** Begin PAGE TEXT **

Re: [RFC PATCH net-next v3 3/8] net: pcs: pcs-mtk-lynxi: add platform driver for MT7988

From: Russell King (Oracle)
Date: Wed Dec 13 2023 - 11:04:47 EST


On Tue, Dec 12, 2023 at 03:47:18AM +0000, Daniel Golle wrote:
> Introduce a proper platform MFD driver for the LynxI (H)SGMII PCS which
> is going to initially be used for the MT7988 SoC.
>
> Signed-off-by: Daniel Golle <daniel@xxxxxxxxxxxxxx>

I made some specific suggestions about what I wanted to see for
"getting" PCS in the previous review, and I'm disappointed that this
patch set is still inventing its own solution.

> +struct phylink_pcs *mtk_pcs_lynxi_get(struct device *dev, struct device_node *np)
> +{
> + struct platform_device *pdev;
> + struct mtk_pcs_lynxi *mpcs;
> +
> + if (!np)
> + return NULL;
> +
> + if (!of_device_is_available(np))
> + return ERR_PTR(-ENODEV);
> +
> + if (!of_match_node(mtk_pcs_lynxi_of_match, np))
> + return ERR_PTR(-EINVAL);
> +
> + pdev = of_find_device_by_node(np);
> + if (!pdev || !platform_get_drvdata(pdev)) {

This is racy - as I thought I described before, userspace can unbind
the device in one thread, while another thread is calling this
function. With just the right timing, this check succeeds, but...

> + if (pdev)
> + put_device(&pdev->dev);
> + return ERR_PTR(-EPROBE_DEFER);
> + }
> +
> + mpcs = platform_get_drvdata(pdev);

mpcs ends up being read as NULL here. Even if you did manage to get a
valid pointer, "mpcs" being devm-alloced could be freed from under
you at this point...

> + device_link_add(dev, mpcs->dev, DL_FLAG_AUTOREMOVE_CONSUMER);

resulting in this accessing memory which has been freed.

** End PAGE TEXT **
** Begin ENTRIES PROVIDED **

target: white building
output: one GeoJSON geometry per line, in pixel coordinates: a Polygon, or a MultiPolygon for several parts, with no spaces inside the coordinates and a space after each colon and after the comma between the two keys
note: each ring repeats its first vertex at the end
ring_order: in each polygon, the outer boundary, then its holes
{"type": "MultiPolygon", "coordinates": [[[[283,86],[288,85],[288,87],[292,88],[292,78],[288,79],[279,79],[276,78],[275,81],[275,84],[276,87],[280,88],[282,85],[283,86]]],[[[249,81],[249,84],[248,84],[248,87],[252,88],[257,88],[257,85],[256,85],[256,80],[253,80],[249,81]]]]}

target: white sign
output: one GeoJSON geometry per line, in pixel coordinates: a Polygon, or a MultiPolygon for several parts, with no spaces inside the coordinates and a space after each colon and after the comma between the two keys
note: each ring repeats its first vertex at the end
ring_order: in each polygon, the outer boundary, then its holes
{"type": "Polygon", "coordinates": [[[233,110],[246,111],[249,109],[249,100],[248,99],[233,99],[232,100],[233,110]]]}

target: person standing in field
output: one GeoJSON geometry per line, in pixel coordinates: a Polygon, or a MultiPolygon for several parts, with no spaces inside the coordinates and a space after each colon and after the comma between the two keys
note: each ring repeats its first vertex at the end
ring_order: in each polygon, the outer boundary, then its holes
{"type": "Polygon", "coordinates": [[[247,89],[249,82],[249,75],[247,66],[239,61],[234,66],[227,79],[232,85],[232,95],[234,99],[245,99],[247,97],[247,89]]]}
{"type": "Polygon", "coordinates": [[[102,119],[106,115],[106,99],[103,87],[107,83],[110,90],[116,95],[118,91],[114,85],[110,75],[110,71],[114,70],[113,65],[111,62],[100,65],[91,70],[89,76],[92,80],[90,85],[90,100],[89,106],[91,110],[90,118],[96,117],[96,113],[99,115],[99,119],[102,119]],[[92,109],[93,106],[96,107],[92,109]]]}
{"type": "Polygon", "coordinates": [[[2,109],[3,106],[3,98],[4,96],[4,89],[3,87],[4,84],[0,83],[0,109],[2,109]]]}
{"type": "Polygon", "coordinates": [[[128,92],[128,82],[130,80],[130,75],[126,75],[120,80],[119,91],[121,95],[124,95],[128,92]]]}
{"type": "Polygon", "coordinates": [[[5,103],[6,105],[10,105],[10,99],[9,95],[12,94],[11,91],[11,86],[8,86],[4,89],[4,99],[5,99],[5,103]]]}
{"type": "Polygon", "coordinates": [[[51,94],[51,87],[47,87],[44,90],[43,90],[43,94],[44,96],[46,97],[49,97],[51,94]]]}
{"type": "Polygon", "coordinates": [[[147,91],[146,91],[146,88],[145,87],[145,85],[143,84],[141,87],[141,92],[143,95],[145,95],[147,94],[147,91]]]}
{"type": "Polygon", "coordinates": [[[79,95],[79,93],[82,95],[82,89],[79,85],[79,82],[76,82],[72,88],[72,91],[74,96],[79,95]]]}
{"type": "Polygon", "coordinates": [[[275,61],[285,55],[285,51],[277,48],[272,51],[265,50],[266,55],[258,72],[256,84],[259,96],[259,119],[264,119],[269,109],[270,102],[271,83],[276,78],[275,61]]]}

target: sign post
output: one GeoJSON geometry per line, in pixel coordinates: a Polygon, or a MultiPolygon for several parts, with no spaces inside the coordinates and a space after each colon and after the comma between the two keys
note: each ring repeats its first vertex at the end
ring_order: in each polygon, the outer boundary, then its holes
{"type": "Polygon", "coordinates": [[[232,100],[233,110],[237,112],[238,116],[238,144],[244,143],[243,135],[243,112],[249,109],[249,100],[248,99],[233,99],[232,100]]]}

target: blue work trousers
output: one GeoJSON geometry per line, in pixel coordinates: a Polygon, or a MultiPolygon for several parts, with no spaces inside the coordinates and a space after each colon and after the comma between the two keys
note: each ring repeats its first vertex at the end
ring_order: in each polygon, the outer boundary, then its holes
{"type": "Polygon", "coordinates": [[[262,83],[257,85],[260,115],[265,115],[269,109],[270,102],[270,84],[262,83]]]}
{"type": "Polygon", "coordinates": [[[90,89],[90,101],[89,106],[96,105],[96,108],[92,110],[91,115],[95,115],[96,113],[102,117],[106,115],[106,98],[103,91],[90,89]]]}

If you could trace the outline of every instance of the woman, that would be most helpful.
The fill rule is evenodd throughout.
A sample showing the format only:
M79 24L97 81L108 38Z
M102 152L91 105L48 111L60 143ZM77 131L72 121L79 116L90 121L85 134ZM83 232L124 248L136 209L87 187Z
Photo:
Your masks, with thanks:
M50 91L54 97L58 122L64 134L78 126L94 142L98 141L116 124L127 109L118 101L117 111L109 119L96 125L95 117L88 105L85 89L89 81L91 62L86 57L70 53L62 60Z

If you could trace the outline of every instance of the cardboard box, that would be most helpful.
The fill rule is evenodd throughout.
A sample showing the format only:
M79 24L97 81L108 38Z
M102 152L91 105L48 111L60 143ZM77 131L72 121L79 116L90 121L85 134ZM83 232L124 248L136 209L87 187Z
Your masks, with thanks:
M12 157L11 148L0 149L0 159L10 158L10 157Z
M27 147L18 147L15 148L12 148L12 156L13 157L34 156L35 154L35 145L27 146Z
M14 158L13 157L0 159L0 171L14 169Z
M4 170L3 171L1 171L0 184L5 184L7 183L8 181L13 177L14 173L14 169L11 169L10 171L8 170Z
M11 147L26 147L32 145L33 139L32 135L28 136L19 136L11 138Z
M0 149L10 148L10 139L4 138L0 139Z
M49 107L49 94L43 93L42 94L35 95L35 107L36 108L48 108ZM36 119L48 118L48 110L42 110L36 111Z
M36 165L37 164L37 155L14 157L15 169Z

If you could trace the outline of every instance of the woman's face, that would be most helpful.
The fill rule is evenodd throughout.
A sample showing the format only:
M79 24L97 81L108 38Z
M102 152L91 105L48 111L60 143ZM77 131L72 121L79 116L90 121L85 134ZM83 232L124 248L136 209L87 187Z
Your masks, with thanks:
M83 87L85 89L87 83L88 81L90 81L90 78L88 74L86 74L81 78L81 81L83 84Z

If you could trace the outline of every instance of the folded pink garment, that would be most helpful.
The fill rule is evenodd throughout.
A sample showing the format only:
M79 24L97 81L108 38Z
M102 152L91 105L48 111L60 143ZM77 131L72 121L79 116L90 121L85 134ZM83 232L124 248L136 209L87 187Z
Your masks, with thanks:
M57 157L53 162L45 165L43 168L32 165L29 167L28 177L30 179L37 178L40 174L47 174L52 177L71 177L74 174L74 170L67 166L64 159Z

** End ENTRIES PROVIDED **

• EXERCISE REQUIREMENTS:
Answer these questions from the patch review:
1. Which SoC is the new driver initially going to be used for?
2. According to the reviewer, what can userspace do to the device in one thread while another thread is calling the function?
3. Which flag is passed to device_link_add?
The records aren't needed here.

• TASK SOLUTION:
1. The MT7988 SoC.
2. Unbind the device.
3. DL_FLAG_AUTOREMOVE_CONSUMER.